## Page
+++

Nice railroad you have there. Be a shame if something happened to it...


----------



## Chris Scott (Jan 2, 2008)

God, what a waste of time. Sucked in again ! 


Posted By Chris Scott on 15 Mar 2010 10:50 PM 




This Aster and snob thing is always amusing; with some of the posting, do we all have a common snob in mind? Start with a simple dictionary contribution. Next, a short quiz to see if you are a snob. Third, a short article that puts snob into an everyday context.
Finally, at the end of this material are comments to summarize. Revealing this depth of the snob can be like looking into the abis 


To spare you having to read all this, here's the last bit...
Which came first, the chicken or the egg; snob or Aster. Snobs are much, much older than locomotives, even older than model locos. If you're not a snob, well... doubtful you'll become one buying anything, including some locomotive, no matter how many. A proud owner probably; achieving a dramatic personality change?- also doubtful. So if you're not a snob, relax you're safe you (likely) do not have to worry about becoming one. There are always exceptions - best to remember, _only the paranoid survive_. 


If you're not a snob, BE CAREFUL! A snob is particularly dangerous during feeding times (worse when in a group), they're omnimorous - worse they also eat metal.


----------



## Pete Thornton (Jan 2, 2008)

How Big A Snob Are You 
Wow. I got 83% !! Must be the smelly cheese. At least I'm not an _*Aster*_ Snob - don't own a single one!


----------



## jfrank (Jan 2, 2008)

+++

## Written problem A
Answer these questions from the forum thread:
(i) What score does Pete Thornton report getting?
(ii) According to Chris Scott, snobs are much, much older than what?
(iii) How many Aster locomotives does Pete Thornton say he owns?
## Written problem B
Revise the forum thread by writing out the stretch from "Finally, at the" through "also eat metal." again, with "metal" changed to "brass".
## Written problem C
Carry the forum thread about snobs and Aster locomotives on from the point where it stops.
The rows are separate material with no connection to the forum thread.

## Information provided
+++

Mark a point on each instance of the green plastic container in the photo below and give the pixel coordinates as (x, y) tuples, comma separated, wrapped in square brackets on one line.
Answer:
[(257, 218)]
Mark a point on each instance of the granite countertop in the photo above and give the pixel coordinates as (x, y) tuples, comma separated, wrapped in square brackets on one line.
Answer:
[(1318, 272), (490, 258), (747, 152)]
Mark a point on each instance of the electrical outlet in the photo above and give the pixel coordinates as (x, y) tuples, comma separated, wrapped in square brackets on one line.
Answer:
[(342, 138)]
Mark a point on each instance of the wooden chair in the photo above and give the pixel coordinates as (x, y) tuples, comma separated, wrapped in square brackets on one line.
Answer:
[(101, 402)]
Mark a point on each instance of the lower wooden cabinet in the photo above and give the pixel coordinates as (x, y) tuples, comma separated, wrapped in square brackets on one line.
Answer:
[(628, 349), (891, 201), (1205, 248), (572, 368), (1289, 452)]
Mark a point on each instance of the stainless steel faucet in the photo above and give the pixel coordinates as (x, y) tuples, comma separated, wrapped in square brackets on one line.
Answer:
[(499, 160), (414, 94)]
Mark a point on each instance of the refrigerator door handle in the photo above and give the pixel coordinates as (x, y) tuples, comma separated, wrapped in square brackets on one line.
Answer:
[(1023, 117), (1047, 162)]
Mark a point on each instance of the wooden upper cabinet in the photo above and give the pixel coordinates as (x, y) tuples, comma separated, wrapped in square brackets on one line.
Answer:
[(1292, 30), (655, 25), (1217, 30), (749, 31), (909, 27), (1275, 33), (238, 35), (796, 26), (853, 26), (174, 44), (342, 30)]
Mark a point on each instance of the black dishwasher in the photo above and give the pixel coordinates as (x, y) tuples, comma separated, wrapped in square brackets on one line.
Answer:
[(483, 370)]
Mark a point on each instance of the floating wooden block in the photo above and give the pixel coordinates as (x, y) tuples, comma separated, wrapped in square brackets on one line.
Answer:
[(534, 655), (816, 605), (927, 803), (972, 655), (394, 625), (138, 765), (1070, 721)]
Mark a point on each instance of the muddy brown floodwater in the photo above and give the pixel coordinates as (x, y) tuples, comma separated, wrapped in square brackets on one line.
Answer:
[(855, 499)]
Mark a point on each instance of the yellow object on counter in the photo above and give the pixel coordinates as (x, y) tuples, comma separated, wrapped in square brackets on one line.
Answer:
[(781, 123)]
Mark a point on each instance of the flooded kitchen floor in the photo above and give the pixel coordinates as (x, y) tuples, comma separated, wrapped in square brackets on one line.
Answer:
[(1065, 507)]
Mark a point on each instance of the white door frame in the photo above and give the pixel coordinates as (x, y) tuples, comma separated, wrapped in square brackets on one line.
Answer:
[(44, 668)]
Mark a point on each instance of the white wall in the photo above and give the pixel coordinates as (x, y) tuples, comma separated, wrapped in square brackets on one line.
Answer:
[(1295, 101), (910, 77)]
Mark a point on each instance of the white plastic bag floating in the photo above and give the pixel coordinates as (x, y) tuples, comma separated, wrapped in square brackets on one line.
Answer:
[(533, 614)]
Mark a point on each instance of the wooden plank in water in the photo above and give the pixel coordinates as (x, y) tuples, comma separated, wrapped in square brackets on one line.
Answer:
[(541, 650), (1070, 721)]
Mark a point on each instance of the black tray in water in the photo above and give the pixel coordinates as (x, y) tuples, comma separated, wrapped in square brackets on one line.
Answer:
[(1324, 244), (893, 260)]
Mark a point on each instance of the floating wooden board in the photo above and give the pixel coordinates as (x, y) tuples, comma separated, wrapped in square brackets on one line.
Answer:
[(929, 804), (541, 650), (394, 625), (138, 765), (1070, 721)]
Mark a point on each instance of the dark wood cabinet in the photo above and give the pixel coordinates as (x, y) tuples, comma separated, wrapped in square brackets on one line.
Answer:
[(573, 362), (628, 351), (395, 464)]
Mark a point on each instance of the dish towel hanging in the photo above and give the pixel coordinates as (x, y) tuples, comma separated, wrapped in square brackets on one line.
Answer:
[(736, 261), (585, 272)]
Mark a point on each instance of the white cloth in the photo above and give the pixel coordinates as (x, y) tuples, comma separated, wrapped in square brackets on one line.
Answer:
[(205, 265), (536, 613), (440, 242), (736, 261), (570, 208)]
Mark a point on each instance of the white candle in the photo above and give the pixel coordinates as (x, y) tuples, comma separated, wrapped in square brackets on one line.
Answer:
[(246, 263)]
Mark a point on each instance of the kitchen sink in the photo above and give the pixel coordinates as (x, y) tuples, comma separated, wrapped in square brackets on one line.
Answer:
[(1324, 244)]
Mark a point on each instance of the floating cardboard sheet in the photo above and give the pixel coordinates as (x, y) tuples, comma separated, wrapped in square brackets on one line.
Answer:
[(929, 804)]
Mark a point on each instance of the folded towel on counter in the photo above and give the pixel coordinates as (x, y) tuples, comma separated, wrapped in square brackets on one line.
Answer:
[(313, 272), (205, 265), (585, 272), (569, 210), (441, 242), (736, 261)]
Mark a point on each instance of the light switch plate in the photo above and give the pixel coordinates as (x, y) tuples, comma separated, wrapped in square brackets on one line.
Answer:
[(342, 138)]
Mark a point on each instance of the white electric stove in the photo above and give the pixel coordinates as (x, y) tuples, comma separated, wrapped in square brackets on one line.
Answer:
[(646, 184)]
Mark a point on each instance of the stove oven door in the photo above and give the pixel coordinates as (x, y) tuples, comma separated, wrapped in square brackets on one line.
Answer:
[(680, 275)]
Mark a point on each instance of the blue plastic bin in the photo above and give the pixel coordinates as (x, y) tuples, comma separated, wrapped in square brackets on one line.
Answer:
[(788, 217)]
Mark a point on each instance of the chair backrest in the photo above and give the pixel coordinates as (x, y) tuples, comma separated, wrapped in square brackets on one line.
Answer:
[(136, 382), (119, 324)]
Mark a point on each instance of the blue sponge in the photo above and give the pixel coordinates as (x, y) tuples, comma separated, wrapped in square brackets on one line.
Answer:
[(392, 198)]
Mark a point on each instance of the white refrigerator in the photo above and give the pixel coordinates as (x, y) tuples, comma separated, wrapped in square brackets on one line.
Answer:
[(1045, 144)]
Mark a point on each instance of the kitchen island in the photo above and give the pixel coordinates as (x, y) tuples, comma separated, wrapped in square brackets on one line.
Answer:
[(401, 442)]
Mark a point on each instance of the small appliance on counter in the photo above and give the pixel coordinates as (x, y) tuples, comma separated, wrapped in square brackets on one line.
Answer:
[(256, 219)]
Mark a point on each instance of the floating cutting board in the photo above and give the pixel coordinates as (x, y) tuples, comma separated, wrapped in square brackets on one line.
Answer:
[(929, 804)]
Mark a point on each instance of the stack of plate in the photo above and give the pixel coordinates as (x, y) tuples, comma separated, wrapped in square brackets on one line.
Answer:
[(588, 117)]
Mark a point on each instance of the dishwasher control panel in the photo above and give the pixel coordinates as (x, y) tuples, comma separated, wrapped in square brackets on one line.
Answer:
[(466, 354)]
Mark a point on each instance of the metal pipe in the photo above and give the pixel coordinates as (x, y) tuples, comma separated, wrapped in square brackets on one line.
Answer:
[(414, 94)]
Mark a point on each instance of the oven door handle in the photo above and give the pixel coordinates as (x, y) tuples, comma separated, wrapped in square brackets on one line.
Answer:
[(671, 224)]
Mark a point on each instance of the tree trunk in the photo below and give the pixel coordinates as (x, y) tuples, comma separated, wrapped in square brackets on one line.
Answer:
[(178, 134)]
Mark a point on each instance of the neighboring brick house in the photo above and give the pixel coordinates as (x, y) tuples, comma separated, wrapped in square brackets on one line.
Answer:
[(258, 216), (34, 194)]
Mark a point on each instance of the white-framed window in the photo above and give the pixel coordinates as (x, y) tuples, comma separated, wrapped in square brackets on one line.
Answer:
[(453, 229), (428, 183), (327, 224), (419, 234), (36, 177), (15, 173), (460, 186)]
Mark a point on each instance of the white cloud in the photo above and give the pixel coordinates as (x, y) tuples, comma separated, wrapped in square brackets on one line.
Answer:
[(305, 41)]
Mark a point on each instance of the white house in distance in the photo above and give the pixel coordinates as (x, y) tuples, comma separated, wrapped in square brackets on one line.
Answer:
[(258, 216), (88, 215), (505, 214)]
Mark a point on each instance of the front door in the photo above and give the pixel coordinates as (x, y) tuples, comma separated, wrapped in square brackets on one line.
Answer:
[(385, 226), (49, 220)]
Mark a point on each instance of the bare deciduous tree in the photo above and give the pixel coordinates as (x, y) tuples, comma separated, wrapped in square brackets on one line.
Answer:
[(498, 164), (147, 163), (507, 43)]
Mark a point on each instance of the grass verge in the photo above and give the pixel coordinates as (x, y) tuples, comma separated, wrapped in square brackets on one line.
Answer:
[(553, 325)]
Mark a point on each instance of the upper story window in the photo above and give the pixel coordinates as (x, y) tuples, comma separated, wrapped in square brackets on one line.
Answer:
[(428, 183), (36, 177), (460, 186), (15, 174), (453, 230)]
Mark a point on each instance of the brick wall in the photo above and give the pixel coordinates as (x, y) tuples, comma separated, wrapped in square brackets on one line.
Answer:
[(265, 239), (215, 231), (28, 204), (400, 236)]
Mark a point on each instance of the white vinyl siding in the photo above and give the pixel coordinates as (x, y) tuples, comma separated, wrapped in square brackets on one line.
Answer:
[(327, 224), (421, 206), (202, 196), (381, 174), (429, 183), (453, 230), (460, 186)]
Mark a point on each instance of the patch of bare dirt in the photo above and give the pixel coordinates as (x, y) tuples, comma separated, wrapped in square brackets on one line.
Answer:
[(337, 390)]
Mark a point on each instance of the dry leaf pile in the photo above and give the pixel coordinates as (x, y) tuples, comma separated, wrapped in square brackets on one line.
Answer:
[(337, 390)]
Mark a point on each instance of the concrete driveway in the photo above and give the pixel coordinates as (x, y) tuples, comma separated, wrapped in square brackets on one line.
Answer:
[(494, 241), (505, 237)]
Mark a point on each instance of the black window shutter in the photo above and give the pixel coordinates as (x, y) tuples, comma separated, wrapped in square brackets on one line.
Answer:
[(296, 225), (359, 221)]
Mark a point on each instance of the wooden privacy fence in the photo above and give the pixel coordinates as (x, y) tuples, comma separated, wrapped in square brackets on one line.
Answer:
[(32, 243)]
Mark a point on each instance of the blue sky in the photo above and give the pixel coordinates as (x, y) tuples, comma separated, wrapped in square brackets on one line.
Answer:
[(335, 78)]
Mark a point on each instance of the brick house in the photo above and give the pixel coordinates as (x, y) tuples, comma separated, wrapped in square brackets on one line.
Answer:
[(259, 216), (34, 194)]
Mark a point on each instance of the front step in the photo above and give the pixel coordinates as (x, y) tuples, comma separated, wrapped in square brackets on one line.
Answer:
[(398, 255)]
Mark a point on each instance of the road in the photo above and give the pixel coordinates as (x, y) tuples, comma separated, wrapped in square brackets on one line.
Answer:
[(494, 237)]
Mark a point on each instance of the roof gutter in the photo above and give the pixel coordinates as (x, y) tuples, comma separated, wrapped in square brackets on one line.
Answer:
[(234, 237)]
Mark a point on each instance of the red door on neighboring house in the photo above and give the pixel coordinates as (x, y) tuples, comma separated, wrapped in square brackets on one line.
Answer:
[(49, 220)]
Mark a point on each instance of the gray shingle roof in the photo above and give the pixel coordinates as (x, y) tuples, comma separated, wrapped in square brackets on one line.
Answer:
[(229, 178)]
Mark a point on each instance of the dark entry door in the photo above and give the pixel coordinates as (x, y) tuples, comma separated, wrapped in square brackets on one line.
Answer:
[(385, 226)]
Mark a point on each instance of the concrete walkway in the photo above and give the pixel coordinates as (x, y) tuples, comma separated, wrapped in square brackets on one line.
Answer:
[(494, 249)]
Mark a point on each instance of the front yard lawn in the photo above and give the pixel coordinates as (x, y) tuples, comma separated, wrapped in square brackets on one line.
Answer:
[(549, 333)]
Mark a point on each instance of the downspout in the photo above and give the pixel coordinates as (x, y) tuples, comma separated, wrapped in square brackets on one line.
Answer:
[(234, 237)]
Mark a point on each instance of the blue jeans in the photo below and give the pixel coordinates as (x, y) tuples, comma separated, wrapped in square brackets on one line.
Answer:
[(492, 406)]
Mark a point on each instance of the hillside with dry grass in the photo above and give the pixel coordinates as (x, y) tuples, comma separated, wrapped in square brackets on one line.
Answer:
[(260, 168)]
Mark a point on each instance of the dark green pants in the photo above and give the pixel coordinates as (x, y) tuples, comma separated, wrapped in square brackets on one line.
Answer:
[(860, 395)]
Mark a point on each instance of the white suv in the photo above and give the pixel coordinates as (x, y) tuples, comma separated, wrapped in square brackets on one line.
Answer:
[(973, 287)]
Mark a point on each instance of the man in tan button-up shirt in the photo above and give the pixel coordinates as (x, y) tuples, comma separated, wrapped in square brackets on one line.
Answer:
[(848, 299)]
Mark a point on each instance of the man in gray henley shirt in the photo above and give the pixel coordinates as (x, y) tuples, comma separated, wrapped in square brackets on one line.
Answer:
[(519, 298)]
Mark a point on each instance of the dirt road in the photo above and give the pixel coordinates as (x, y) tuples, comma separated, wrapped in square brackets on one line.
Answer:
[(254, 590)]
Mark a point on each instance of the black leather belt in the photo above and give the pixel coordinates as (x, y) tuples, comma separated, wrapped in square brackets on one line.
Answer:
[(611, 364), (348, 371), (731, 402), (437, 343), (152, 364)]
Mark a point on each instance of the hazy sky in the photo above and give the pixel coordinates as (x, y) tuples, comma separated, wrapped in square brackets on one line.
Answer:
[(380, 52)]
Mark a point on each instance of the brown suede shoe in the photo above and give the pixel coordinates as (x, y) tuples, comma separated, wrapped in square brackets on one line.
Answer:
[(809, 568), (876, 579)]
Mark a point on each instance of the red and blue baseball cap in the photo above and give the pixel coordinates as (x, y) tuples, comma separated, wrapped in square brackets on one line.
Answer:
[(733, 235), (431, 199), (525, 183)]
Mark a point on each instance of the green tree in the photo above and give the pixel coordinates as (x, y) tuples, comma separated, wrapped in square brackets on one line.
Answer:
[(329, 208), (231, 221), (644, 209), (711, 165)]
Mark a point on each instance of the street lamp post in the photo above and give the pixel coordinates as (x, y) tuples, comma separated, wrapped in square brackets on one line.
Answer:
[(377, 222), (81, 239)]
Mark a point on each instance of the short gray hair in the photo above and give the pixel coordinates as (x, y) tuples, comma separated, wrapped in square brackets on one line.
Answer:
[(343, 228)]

+++

## Written reply A
(i) 83%
(ii) Locomotives
(iii) None

## Written reply B
Finally, at the end of this material are comments to summarize. Revealing this depth of the snob can be like looking into the abis 


To spare you having to read all this, here's the last bit...
Which came first, the chicken or the egg; snob or Aster. Snobs are much, much older than locomotives, even older than model locos. If you're not a snob, well... doubtful you'll become one buying anything, including some locomotive, no matter how many. A proud owner probably; achieving a dramatic personality change?- also doubtful. So if you're not a snob, relax you're safe you (likely) do not have to worry about becoming one. There are always exceptions - best to remember, _only the paranoid survive_. 


If you're not a snob, BE CAREFUL! A snob is particularly dangerous during feeding times (worse when in a group), they're omnimorous - worse they also eat brass.

## Written reply C
Posted By Steve S. on 15 Mar 2010 09:46 PM 
You have to know the *Aster* "*Secret Handshake " *:

The "*Secret handshake[/i]*_ "_ is only trusted to those *Aster* owners that own the most highly sought after prized *Aster* articulated engines or *Aster* engines that have individual, real, (not a casting) leaf springs. 
This handshake is more guarded and harder to obtain then the formula for _Coca Cola ._



Not only do you need to know the 'secret handshake', but you have to attend the Diamond International Steamup in Diamondhead, MS and stand in the 'Aster Corner' with the other Aster Snobs. Owning any old Aster won't do. You have to own an Aster mainline race horse engine or a huge articulated type engine. Aster made a lot of successes but don't own an 'Aster Disaster' because that won't get you into the 'club'. True Aster Snobs even look down on other Aster owners if they don't have the 'right equipment' and don't know the secret handshake.







In other words the main entrance fee is money, money, money and lots of it to spend on Aster locomotives.


----------



## xo18thfa (Jan 2, 2008)

Is there a difference if you buy used (certified pre-owned) or new? What about a lease?


I would say size matters.


----------



## Steve S. (Jan 2, 2008)

Gosh, I sure wish that *ASTER* had their own steam oil and distilled water so I could buy it from them. If they did, I know that it would be much, much better then what I am now using.


----------



## zubi (May 14, 2009)

Posted By Steve S. on 16 Mar 2010 02:52 PM 
Gosh, I sure wish that *ASTER* had their own steam oil and distilled water so I could buy it from them. If they did, I know that it would be much, much better then what I am now using.

Steve, they DO! Didn't you know that?? Tsk, tsk, tsk..., Zubi


----------



## Charles (Jan 2, 2008)

Steve
How about a personalized license plate with the ID of Aster!


----------



## Steve S. (Jan 2, 2008)

Zubi, is it safe to store an *ASTER* engine with *ASTER* water in it ??????









Charles, I like the idea of personalized plates with *ASTER *on them. To bad there would not be enough room for *ASTER SNOB*.


----------



## CapeCodSteam (Jan 2, 2008)

Maybe we can get Dwight to create an Aster Snob membership list. Of course it wouldn't be simply pick a number, you'd have to submit an application and then be approved by a committee of three. Then and on then could you be granted a number.


----------



## rbednarik (Jan 2, 2008)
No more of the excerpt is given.